What you are asked to do
Answer these questions from the text about Dr. Choithram Gidwani:
1. Where and on what date was he born?
2. At which Congress Session did he come in contact with Mahatma Gandhi?
3. What got him jailed in 1940?

Quoted passage

───

Dr. Choithram Gidwani was born at Hyderabad (Sind) on 25 December 1889 and received his entire education there. After passing the matriculation examination his spirit of service impelled him to accept a teacher's job at Bubak in Dadu District, but finding little scope for his activities there he chucked it up returning to Hyderabad, he joined the Medical School there, and after completing the course he entered Government service as a Medical Officer.
Dr. Choithram came in contact with Mahatma Gandhi at the Congress Session held in Bombay in 1915. In the following year, he attended the Session at Lucknow as a delegate from Sind. He successfully organised 'hartal' at Hyderabad in March 1919 in protest against the Rowlatt Act.
Dr. Choithram was sent to jail several times, first in 1922 when as editor of the "Hindu" his writings were regarded as seditious; then in 1930 when he broke the Salt Law at Karachi; again during the Civil Disobedience Movement of 1932 and also in 1933 for defying the Govt. orders not to leave Hyderabad; in 1940 for making a fiery speech at Lahore; and finally in 1942 for joining the Quit India Movement launched by Gandhiji.

───

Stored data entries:
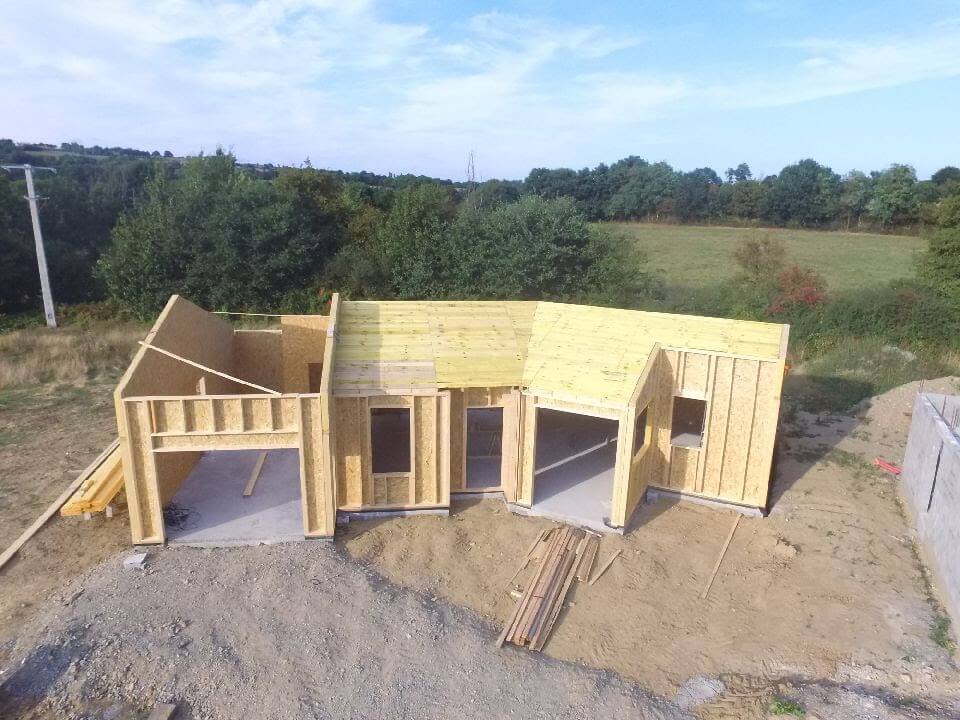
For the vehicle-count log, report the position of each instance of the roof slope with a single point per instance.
(580, 351)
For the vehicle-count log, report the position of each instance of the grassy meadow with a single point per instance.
(694, 255)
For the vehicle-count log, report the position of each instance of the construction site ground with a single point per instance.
(824, 602)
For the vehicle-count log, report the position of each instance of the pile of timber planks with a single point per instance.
(563, 554)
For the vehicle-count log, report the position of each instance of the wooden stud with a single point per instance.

───

Result of the task
1. He was born at Hyderabad (Sind) on 25 December 1889.
2. He met Gandhi at the Congress Session held in Bombay in 1915.
3. He was jailed in 1940 for making a fiery speech at Lahore.